**REQUESTS**.
1. According to the financial report excerpt, what was the operating expense in the first quarter of 1997?
2. Reproduce the financial report excerpt word for word, from "Other matters. The" through "be material.", inclusive.

##### PASSAGE TO READ #####

The yield on interest-earning assets was 21.1% in the first quarter of 1997,
compared to 22.2% in the first quarter of 1996. The decrease was attributable to
a reduction in the amount of contract purchase discount accreted to interest
revenue as a yield enhancement and to a decrease in the weighted average annual
percentage rate of the contract receivables portfolio.
The cost of interest-bearing liabilities was 10.3% in the first quarter of 1997,
compared with 9.5% in the first quarter of 1996. The increase was primarily
attributable to higher interest rates charged to the Company under new and
amended agreements with its lenders, as more fully disclosed in the TFC
Enterprises, Inc. 1996 Annual Report on Form 10-K.
The following table summarizes net interest revenue and the net interest margin
for the three months ended March 31, 1997 and 1996:
Net interest revenue
Three months ended
March 31,
(dollars in thousands) 1997 1996
---- ----
Average interest earning assets (a) $157,236 $216,214
Average interest bearing liabilities 117,777 162,700
------- -------
Net interest earning assets $ 39,459 $ 53,514
====== ======
Interest and other finance revenue $ 8,275 $12,015
Interest expense 3,027 3,858
------ -------
Net interest revenue $ 5,248 $ 8,157
===== =====
Yield on interest-earning assets 21.05% 22.23%
Cost of interest-bearing liabilities 10.28 9.48
----- -----
Net interest spread 10.77% 12.75%
===== =====
Net interest margin (b) 13.35% 15.09%
===== =====
(a) Average interest-bearing deposits and gross contract receivables net of
unearned interest revenue and unearned discount.
(b) Net interest margin is annualized net interest revenue divided by average
interest-earning assets.
Operating expense. Operating expense was $5.0 million in the first quarter of
1997, compared with $6.3 million in the first quarter of 1996. The decrease in
operating expenses of $1.3 million, or 21%, reflects the impact of the Company's
previously-announced restructuring plans implemented during 1996 to consolidate
service center operations from three locations into two and to downsize the
management staff, as discussed more fully in the TFC Enterprises, Inc. 1996
Annual Report on Form 10-K.
12
<PAGE>
TFC ENTERPRISES, INC.
Other matters. The Company is testing and modifying its computer systems, as
necessary, to ensure that the situation commonly referred to as the "year 2000
problem" will not have a significant effect on operations or financial
condition. The problem arises when computer programs cannot process data for the
year 2000 and beyond. It is estimated that the cost of addressing the year 2000
problem and making the Company's computer systems year 2000 compliant will not
be material.

##### RECORDED DATA #####

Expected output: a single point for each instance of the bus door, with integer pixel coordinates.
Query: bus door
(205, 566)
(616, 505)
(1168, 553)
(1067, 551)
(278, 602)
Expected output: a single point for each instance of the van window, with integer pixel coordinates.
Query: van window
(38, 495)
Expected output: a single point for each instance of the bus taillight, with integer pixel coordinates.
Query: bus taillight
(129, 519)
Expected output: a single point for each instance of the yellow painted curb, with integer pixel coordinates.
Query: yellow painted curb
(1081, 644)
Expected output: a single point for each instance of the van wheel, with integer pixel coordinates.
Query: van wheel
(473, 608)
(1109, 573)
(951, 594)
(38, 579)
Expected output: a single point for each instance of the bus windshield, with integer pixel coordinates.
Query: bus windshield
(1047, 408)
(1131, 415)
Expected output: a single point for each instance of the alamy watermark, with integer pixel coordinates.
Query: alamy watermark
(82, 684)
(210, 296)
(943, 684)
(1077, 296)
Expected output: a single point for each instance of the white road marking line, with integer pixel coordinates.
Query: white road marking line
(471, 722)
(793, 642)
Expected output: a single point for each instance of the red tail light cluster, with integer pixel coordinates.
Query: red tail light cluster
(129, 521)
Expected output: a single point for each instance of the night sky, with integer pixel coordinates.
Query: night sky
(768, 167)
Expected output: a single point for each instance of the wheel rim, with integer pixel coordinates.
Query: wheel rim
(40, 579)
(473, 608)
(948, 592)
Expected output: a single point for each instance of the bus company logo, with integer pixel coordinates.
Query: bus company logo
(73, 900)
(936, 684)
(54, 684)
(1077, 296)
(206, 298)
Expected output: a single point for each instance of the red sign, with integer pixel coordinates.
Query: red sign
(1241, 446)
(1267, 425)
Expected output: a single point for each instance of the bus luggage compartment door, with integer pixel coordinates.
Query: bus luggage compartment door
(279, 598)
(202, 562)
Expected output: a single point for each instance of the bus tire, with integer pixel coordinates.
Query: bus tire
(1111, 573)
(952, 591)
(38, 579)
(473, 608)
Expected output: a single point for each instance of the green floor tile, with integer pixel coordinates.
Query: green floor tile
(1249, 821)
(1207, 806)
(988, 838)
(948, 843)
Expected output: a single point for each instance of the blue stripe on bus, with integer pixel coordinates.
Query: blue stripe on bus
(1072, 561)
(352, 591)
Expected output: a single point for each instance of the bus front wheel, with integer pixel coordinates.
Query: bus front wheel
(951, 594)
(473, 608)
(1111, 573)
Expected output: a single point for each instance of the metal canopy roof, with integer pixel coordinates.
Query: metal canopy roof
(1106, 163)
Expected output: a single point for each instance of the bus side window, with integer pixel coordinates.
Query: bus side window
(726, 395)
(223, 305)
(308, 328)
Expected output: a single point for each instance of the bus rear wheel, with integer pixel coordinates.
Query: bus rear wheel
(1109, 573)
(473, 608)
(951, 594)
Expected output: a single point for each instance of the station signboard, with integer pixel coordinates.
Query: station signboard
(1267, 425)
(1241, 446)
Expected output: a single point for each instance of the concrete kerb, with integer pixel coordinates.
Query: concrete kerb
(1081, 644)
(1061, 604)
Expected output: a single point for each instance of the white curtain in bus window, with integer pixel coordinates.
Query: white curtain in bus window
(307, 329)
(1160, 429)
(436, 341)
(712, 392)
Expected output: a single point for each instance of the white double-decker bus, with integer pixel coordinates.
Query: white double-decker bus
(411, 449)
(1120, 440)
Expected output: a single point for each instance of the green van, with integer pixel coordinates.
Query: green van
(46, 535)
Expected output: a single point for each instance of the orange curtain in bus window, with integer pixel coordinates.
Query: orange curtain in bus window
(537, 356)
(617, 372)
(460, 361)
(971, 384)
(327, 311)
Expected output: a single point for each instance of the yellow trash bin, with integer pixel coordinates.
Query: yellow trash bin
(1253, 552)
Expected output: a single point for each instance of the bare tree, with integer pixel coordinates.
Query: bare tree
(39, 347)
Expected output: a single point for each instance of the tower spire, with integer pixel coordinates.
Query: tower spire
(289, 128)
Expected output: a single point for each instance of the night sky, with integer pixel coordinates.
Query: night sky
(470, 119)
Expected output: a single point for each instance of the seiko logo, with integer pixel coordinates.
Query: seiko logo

#####

**THE ANSWERS**.
1. $5.0 million

2.
Other matters. The Company is testing and modifying its computer systems, as
necessary, to ensure that the situation commonly referred to as the "year 2000
problem" will not have a significant effect on operations or financial
condition. The problem arises when computer programs cannot process data for the
year 2000 and beyond. It is estimated that the cost of addressing the year 2000
problem and making the Company's computer systems year 2000 compliant will not
be material.